▶ ASSIGNMENT: All lines from the one containing "Target: man wearing cap" through the final line of the listing below are to be retyped exactly; nothing else goes in the result.

▶ AVAILABLE RECORDS:
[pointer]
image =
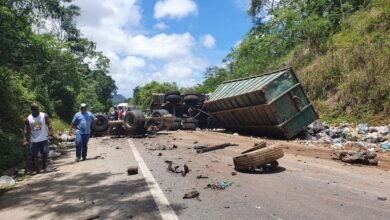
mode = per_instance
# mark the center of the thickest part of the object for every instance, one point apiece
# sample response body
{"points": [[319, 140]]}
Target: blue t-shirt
{"points": [[83, 122]]}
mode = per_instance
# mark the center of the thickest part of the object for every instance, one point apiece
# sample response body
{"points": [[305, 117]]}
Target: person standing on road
{"points": [[82, 122], [37, 131]]}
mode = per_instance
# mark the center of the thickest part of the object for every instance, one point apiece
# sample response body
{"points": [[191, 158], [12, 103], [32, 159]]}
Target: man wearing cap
{"points": [[37, 128], [82, 122]]}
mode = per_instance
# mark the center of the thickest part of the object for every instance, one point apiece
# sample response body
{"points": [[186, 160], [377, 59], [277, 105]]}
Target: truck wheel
{"points": [[191, 99], [174, 98], [159, 113], [101, 124], [258, 158], [134, 121]]}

▶ RESULT:
Target: man wearing cap
{"points": [[37, 128], [82, 122]]}
mode = per_instance
# mark the center of the thickest part of the object for every instance, one point apiece
# sample response body
{"points": [[186, 160], [377, 59], [277, 105]]}
Target: truck wheel
{"points": [[191, 99], [174, 98], [159, 113], [101, 124], [258, 158], [134, 121]]}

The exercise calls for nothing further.